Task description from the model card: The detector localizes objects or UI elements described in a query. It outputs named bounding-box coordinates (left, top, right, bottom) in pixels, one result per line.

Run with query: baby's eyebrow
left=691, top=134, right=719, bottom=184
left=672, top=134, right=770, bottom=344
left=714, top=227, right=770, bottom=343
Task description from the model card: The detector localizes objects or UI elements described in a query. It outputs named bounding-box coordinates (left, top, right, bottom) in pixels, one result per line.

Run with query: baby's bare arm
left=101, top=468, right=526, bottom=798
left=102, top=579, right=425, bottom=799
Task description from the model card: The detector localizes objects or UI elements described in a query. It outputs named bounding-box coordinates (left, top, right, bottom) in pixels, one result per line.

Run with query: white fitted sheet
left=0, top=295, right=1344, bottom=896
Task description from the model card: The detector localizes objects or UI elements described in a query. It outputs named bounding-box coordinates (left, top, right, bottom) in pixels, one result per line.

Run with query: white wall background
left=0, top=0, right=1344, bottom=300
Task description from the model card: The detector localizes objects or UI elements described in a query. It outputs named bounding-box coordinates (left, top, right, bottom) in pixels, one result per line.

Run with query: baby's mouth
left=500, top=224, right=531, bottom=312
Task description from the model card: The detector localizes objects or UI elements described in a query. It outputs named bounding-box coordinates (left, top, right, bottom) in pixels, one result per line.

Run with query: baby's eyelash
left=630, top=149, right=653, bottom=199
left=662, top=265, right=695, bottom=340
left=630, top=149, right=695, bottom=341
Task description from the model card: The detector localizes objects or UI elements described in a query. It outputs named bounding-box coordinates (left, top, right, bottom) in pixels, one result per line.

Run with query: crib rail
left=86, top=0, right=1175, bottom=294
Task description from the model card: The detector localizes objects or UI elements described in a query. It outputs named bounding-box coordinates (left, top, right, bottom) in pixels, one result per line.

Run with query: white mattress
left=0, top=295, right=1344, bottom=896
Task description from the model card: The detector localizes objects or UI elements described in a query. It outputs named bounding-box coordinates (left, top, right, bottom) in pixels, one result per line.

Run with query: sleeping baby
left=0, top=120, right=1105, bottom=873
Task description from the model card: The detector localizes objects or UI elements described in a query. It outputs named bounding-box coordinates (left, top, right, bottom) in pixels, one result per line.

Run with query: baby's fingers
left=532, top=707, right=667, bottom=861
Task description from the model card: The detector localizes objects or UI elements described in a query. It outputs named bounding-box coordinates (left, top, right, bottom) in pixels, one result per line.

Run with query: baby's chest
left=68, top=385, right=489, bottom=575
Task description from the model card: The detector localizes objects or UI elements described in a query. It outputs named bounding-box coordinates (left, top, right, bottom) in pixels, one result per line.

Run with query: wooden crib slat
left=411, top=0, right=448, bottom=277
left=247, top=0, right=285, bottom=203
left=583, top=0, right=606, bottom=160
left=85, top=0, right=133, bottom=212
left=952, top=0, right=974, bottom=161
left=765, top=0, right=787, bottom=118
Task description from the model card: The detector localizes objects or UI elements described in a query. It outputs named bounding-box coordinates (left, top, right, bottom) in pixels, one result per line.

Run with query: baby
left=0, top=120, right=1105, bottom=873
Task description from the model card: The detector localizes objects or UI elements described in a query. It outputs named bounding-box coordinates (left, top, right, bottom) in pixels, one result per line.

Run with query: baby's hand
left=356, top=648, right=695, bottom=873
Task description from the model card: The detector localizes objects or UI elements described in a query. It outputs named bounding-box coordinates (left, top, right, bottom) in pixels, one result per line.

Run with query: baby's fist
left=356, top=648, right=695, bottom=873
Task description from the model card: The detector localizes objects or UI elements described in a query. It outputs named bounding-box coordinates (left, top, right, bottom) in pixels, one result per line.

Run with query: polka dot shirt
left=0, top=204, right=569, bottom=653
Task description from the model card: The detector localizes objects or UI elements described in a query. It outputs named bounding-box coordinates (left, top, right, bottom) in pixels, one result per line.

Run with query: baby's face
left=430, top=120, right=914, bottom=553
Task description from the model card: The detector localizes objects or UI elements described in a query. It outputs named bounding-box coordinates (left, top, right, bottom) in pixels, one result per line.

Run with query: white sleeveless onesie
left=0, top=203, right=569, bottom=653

Exercise task: Print the rows verbatim from the first line down to and including the line that contains "left=102, top=579, right=425, bottom=799".

Complete answer:
Task description from the model card: The detector localizes objects or UI elements described in a query. It outputs named bounding-box coordinates (left, top, right, bottom) in pixels, one result per line.

Run with query: baby's eyebrow
left=691, top=134, right=719, bottom=184
left=672, top=134, right=770, bottom=344
left=714, top=227, right=770, bottom=343
Task description from the model card: The detector localizes objects or UI elements described in a query. It outputs named bounding-box coordinates (left, top, right, bottom) in pixels, one result per line.

Run with query: baby's bare arm
left=101, top=468, right=526, bottom=798
left=102, top=579, right=425, bottom=799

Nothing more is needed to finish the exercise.